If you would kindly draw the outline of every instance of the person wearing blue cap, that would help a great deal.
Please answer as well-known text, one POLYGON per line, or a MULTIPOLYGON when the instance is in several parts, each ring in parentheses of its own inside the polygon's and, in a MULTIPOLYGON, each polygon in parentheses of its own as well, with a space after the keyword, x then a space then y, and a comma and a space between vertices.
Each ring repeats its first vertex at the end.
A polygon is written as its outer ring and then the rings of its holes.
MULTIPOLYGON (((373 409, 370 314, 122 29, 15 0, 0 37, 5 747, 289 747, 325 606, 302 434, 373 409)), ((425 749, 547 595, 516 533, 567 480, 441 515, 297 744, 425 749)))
★ ★ ★
| Exercise aim |
Please repeat the records above word for word, line by line, with no changes.

| Task result |
If you would kindly draw the outline of every instance of the person wearing blue cap, that would help a great deal.
Please answer as well-known text, one POLYGON per line, or a MULTIPOLYGON when the instance is in several parts, each ring in parentheses of its own inside the polygon's and, in a MULTIPOLYGON, each polygon in parentheses of its own as well, with a space after the keyword, x then a space then y, and a comma and a space between vertices.
Each ring repeats its first vertex at the end.
A polygon is written as its outer ring and then the rings of its holes.
MULTIPOLYGON (((373 409, 370 314, 122 29, 15 0, 0 37, 5 747, 289 747, 325 606, 302 434, 373 409)), ((425 749, 547 595, 516 533, 567 480, 441 515, 297 744, 425 749)))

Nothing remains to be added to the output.